DOMINIQUE SOPO (Président de SOS-Racisme)
Publié dans El Watan le 03 - 10 - 2005

Le président de SOS-Racisme tire la sonnette d'alarme. Pour Dominique Sopo, les signes d'une remise en cause du consensus antiraciste ne manquent pas. Les dérapages et les provocations volontaires d'hommes politiques à la veille de chaque élection, la stigmatisation des immigrés, les discriminations à l'embauche... la listes est longue. Les indicateurs sont au rouge.
Dans une de vos déclarations, vous dites que avez noté une « concentration de propos inquiétants » sur l'immigration tenus ces derniers mois par des responsables gouvernementaux, remettant en cause « le consensus antiraciste ». Vous craignez « une sorte d'extrême droite relookée qui n'a plus l'effet repoussoir d'un Jean-Marie Le Pen ». La situation est-elle donc si dégradée ?
Depuis de nombreuses années, la classe politique française a, de façon générale, évolué vers un consensus sur les questions d'antiracisme. Le discours antiraciste, année après année, est devenu majoritaire. Malgré des compromissions locales avec le Front national, malgré des propos tendancieux qui pouvaient émerger ici ou là, il existait un consensus des partis républicains pour tenir l'extrême droite et ses idées en dehors de l'arène nationale. Depuis le mois de juillet, il semble que nous soyons confrontés à un début de remise en cause de ce consensus. Jugez-en un peu. On a d'abord eu droit à un durcissement des propos de Nicolas Sarkozy sur l'immigration. Cette logique s'est poursuivie avec des réponses démagogiques suite aux incendies de logements insalubres qui ont provoqué la mort de 24 Africains il y a quelques semaines puisque le ministère de l'Intérieur a relié ces morts dramatiques au laxisme de la politique migratoire française ! Récemment, le ministre de l'Outre-Mer, François Baroin, a expliqué qu'il fallait réfléchir à une remise en cause du droit du sol. En la matière, c'est la première fois sur les 10 dernières années qu'un responsable gouvernemental ose avancer de tels propos. Enfin, les gesticulations antimusulmanes de Philippe de Villiers renvoient de plus en plus à un discours proche de celui de l'extrême droite. Ces signes nécessitent une réponse immédiate car, sinon, la dérive se poursuivra. En effet, les propos inquiétants que je viens d'évoquer renvoient sans doute à l'analyse que l'électorat du Front national, du fait d'un pari fait sur l'affaiblissement durable de Le Pen (pour des raisons d'âge et de dissensions internes au Front National), n'est plus un glacis imprenable et qu'il faut donc réfléchir à la meilleure façon de le « draguer » dans la perspective de la prochaine élection présidentielle.

# Consignes de l'exercice:
1. Recopiez fidèlement le passage de l'entretien situé entre « Le président de » et « sont au rouge. », ces deux extrémités comprises.
2. Répondez aux questions suivantes d'après l'entretien.
(a) Combien d'Africains sont morts dans les incendies de logements insalubres ?
(b) Quel ministre a évoqué une remise en cause du droit du sol ?
(c) Dans quel journal et à quelle date l'entretien a-t-il été publié ?

(Entrées de données recueillies)
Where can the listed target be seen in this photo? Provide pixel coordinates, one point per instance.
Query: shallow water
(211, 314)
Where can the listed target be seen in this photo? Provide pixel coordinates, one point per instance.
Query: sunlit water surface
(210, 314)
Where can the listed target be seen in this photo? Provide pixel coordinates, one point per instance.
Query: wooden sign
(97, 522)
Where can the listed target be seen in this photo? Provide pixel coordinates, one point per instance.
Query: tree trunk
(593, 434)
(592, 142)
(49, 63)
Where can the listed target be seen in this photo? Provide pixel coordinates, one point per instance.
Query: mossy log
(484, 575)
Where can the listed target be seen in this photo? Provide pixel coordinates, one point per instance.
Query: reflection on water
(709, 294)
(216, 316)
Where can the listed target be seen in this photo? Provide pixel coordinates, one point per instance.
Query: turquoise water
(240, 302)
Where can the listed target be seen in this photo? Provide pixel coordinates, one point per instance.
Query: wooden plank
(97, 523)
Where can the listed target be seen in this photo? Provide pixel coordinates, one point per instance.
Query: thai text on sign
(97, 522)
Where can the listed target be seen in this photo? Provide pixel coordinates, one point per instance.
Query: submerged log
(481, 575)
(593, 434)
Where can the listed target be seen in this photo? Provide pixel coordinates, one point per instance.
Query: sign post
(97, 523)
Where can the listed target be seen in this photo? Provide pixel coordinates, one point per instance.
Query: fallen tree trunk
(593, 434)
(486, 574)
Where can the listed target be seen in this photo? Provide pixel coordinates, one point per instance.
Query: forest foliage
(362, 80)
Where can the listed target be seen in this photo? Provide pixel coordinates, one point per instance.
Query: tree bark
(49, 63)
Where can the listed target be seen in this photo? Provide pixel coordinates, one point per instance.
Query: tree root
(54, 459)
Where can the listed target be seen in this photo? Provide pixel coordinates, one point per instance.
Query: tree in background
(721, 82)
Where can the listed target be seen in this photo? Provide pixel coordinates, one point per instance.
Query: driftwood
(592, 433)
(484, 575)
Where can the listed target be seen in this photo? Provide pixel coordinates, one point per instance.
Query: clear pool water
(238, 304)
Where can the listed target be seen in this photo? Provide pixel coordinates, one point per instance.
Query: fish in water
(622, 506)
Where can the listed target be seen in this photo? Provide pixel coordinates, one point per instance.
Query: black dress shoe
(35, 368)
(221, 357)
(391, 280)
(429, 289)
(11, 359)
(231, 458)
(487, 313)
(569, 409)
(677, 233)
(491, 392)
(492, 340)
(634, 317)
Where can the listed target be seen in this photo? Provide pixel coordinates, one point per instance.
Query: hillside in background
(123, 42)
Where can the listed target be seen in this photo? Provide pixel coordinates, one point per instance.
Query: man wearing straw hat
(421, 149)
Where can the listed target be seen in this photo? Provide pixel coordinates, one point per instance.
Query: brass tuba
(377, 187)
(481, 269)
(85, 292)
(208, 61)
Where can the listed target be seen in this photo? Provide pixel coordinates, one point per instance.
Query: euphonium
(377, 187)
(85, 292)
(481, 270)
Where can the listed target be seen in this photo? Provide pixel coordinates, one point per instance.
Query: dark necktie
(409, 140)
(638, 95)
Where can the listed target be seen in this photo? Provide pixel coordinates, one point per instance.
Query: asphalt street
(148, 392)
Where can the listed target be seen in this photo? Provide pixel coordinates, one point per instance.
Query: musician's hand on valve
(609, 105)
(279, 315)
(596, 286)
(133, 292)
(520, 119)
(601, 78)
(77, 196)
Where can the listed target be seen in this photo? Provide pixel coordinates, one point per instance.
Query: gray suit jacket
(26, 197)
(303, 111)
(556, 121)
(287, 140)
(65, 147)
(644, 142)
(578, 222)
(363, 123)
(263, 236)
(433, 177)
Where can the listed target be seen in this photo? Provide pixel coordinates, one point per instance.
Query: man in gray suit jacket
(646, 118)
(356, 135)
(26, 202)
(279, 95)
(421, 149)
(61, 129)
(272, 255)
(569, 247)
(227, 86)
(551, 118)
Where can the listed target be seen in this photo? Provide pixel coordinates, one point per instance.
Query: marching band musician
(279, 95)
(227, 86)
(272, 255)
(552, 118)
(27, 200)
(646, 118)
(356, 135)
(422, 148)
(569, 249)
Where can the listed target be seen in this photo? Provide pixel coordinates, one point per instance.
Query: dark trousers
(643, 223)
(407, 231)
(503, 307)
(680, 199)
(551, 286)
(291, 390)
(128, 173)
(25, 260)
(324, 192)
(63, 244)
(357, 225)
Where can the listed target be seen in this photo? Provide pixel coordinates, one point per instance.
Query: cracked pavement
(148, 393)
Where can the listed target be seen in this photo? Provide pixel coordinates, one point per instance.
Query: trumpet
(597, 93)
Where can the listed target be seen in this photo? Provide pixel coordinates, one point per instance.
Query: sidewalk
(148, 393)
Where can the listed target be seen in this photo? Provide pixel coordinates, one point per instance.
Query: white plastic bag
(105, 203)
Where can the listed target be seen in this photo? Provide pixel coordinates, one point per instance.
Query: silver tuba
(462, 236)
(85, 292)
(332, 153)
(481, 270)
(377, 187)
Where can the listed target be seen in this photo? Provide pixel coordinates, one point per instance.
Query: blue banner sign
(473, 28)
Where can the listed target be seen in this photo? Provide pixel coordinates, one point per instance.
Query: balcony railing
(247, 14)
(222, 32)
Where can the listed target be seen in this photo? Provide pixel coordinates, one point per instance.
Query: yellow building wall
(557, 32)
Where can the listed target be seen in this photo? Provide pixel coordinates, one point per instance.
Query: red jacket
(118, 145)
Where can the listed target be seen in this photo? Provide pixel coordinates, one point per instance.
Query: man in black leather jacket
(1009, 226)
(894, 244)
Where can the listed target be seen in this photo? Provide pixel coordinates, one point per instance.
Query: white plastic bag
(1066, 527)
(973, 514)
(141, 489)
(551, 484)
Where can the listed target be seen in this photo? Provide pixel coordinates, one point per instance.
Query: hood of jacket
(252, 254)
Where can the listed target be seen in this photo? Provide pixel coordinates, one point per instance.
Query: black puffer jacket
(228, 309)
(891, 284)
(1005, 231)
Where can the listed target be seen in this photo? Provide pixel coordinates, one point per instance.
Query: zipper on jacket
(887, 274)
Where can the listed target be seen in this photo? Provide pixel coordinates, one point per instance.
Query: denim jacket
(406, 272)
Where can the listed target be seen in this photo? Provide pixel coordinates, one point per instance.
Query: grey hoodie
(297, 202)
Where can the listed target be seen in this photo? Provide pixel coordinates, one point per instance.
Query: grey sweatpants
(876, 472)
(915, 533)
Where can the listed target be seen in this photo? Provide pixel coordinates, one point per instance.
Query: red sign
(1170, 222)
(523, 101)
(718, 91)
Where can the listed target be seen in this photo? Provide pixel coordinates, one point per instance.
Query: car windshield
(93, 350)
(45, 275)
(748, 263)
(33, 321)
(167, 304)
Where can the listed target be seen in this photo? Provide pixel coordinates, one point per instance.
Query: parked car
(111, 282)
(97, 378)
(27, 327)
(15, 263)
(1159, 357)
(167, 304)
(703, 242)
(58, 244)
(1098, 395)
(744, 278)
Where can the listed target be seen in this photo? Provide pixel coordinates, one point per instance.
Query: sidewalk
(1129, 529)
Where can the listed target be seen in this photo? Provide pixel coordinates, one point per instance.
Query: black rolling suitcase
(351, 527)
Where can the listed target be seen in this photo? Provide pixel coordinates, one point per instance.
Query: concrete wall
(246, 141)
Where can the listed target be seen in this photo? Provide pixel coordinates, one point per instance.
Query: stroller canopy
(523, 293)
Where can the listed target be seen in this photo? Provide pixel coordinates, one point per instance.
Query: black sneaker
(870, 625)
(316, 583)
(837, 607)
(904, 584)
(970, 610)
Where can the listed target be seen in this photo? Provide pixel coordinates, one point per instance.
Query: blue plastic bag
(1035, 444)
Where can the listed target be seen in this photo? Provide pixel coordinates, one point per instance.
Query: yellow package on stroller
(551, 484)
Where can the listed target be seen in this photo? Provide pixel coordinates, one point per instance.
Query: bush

# Réponses aux consignes:
1.
Le président de SOS-Racisme tire la sonnette d'alarme. Pour Dominique Sopo, les signes d'une remise en cause du consensus antiraciste ne manquent pas. Les dérapages et les provocations volontaires d'hommes politiques à la veille de chaque élection, la stigmatisation des immigrés, les discriminations à l'embauche... la listes est longue. Les indicateurs sont au rouge.

2.
(a) 24 Africains.
(b) François Baroin, ministre de l'Outre-Mer.
(c) Dans El Watan, le 3 octobre 2005.